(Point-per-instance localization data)
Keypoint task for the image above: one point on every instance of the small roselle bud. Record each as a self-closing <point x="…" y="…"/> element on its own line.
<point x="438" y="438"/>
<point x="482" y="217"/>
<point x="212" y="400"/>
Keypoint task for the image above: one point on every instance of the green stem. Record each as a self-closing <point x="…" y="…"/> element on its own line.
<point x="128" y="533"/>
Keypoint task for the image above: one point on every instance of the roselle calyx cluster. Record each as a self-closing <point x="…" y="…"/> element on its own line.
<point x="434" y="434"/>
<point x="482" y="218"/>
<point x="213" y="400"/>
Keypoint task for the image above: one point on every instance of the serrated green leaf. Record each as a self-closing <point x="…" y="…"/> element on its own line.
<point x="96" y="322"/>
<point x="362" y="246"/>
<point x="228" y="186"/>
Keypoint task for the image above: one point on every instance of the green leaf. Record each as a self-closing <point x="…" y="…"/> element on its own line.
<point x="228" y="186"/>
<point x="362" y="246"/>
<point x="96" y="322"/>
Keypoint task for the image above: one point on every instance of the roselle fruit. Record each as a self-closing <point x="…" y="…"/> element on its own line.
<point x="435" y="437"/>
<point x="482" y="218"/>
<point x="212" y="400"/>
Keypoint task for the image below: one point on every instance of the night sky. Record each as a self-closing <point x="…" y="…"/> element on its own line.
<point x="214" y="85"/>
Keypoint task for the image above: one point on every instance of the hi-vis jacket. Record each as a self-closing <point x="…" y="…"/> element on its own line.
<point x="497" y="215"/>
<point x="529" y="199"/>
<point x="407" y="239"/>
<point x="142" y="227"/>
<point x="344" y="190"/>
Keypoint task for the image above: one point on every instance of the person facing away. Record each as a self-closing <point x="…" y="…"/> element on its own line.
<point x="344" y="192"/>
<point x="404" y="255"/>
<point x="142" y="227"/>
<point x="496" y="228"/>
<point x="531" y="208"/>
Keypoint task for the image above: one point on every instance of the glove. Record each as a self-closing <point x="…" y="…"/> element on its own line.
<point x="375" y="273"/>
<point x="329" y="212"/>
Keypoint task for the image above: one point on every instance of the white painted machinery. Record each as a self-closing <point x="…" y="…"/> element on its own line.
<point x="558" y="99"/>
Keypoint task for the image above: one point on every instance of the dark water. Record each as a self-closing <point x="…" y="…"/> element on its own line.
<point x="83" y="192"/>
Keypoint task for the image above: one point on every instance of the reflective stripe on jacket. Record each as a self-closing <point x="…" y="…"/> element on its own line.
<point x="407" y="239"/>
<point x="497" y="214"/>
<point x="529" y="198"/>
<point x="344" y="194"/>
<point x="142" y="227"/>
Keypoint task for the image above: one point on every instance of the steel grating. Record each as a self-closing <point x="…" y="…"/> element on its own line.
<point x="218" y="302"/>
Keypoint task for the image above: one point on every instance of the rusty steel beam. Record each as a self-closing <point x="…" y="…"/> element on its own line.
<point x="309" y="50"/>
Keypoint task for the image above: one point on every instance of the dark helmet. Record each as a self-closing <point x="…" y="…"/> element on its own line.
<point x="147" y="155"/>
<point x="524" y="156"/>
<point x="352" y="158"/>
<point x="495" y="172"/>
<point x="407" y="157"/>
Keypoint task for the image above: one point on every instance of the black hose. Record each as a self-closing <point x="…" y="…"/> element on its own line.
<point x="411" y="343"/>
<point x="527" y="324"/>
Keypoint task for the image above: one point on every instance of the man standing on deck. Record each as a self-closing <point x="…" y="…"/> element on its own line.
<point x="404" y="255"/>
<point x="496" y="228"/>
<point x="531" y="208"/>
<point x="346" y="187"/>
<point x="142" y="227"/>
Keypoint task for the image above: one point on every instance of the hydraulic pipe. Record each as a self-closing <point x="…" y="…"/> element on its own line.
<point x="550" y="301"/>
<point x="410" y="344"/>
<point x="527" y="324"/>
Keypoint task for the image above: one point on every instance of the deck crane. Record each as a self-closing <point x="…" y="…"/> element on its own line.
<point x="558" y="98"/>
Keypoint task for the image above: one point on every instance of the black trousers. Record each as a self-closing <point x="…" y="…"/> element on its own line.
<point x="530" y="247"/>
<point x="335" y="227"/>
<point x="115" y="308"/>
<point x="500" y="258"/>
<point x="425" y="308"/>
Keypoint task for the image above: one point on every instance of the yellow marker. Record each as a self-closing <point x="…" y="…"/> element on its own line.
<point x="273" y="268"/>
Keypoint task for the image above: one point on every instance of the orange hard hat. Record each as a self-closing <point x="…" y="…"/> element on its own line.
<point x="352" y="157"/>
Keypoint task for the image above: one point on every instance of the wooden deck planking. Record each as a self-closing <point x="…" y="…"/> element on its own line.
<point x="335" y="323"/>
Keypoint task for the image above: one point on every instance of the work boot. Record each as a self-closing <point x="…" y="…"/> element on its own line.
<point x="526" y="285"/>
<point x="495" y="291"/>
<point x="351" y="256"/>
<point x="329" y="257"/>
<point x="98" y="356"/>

> ASSIGNMENT
The output should match the records above exactly, line for line.

> OUTPUT BELOW
Keypoint task for the image above: one point on every instance of the small roselle bud. Record each as a self-closing <point x="…" y="…"/> element on its own line.
<point x="438" y="438"/>
<point x="482" y="217"/>
<point x="212" y="400"/>
Keypoint task for the image above: one point on every instance of the green stem. Record each as a self-closing <point x="…" y="…"/> element on its own line.
<point x="128" y="533"/>
Keypoint task for the image above: one point on every instance of the roselle calyx cluster. Record each as a self-closing <point x="…" y="…"/> element on its own line.
<point x="434" y="434"/>
<point x="482" y="218"/>
<point x="213" y="400"/>
Keypoint task for the image above: one point on every instance of the serrated green leaf. Record each as a self-closing <point x="…" y="…"/> element on its own line.
<point x="96" y="322"/>
<point x="362" y="246"/>
<point x="228" y="186"/>
Keypoint task for the image above: one point on every instance of the green leaf. Record each as a self-closing <point x="…" y="…"/> element on its own line.
<point x="228" y="186"/>
<point x="362" y="246"/>
<point x="96" y="322"/>
Keypoint task for the image above: one point on every instance of the roselle fruit. Record each as a self-closing <point x="…" y="…"/> element on its own line.
<point x="435" y="437"/>
<point x="482" y="218"/>
<point x="212" y="400"/>
Keypoint task for the image below: one point on every instance of the night sky. Record each as a self-closing <point x="…" y="…"/> element on its own line.
<point x="214" y="85"/>
Keypoint task for the image above: one point on every instance of the hi-vis jacket. Record each as a self-closing <point x="…" y="…"/> element on its own line.
<point x="497" y="215"/>
<point x="529" y="199"/>
<point x="407" y="239"/>
<point x="142" y="227"/>
<point x="344" y="190"/>
Keypoint task for the image above: one point on every instance of the person facing away. Record each as a self-closing <point x="…" y="…"/> element on its own line.
<point x="344" y="192"/>
<point x="404" y="255"/>
<point x="142" y="227"/>
<point x="496" y="228"/>
<point x="531" y="208"/>
Keypoint task for the image above: one point on every instance of the glove. Record each as a self-closing <point x="…" y="…"/> element on its own line.
<point x="375" y="273"/>
<point x="329" y="212"/>
Keypoint task for the image above: one point on every instance of the white painted machinery. Record each as a self-closing <point x="…" y="…"/> element on its own line.
<point x="558" y="99"/>
Keypoint task for the image above: one point on every instance of the dark water. Record each as a self-closing <point x="…" y="…"/> element on its own line.
<point x="83" y="192"/>
Keypoint task for the image above: one point on every instance of the reflective stripe on jacket. Record each as a self-closing <point x="…" y="…"/> element on its own line.
<point x="407" y="239"/>
<point x="497" y="214"/>
<point x="529" y="198"/>
<point x="344" y="194"/>
<point x="142" y="227"/>
Keypoint task for the image above: one point on every instance of the steel grating. Record each as a self-closing <point x="…" y="…"/> element on its own line.
<point x="218" y="302"/>
Keypoint task for the image above: one point on every instance of the rusty steel beam. Record each as a self-closing <point x="…" y="…"/> element on its own line.
<point x="309" y="50"/>
Keypoint task for the image above: one point on every instance of the dark helmet. Record each as a self-closing <point x="…" y="…"/> element on its own line.
<point x="147" y="155"/>
<point x="524" y="156"/>
<point x="352" y="158"/>
<point x="495" y="172"/>
<point x="407" y="157"/>
Keypoint task for the image above: one point on every instance of the black hose. Record each as a self-closing <point x="…" y="…"/> element on its own line.
<point x="411" y="343"/>
<point x="527" y="324"/>
Keypoint task for the image above: one point on every instance of the man standing on deck. Record each as a self-closing <point x="…" y="…"/> element on its own line.
<point x="404" y="255"/>
<point x="496" y="228"/>
<point x="531" y="208"/>
<point x="346" y="187"/>
<point x="142" y="227"/>
Keypoint task for the image above: one point on every instance of the hydraulic pipe. Record each as a self-closing <point x="…" y="…"/> element on its own line.
<point x="550" y="301"/>
<point x="410" y="344"/>
<point x="527" y="324"/>
Keypoint task for the image above: one point on every instance of the deck crane. Record each as a self-closing <point x="…" y="…"/> element on its own line.
<point x="558" y="98"/>
Keypoint task for the image above: one point on every instance of the black trousers. Record each as a self-closing <point x="…" y="…"/> element on its own line.
<point x="530" y="247"/>
<point x="335" y="227"/>
<point x="115" y="308"/>
<point x="500" y="258"/>
<point x="425" y="308"/>
Keypoint task for the image above: one point on every instance of the yellow marker. Record each as a self-closing <point x="…" y="…"/> element on its own line.
<point x="273" y="268"/>
Keypoint task for the image above: one point on every instance of the orange hard hat. Record each as a self-closing <point x="…" y="…"/> element on its own line.
<point x="352" y="157"/>
Keypoint task for the image above: one point on every instance of the wooden deck planking. Record each as a self-closing <point x="…" y="…"/> element on its own line.
<point x="335" y="323"/>
Keypoint task for the image above: one point on every instance of the work boot. Record each as a self-closing <point x="…" y="…"/> element on its own line.
<point x="526" y="285"/>
<point x="495" y="291"/>
<point x="351" y="256"/>
<point x="329" y="257"/>
<point x="98" y="356"/>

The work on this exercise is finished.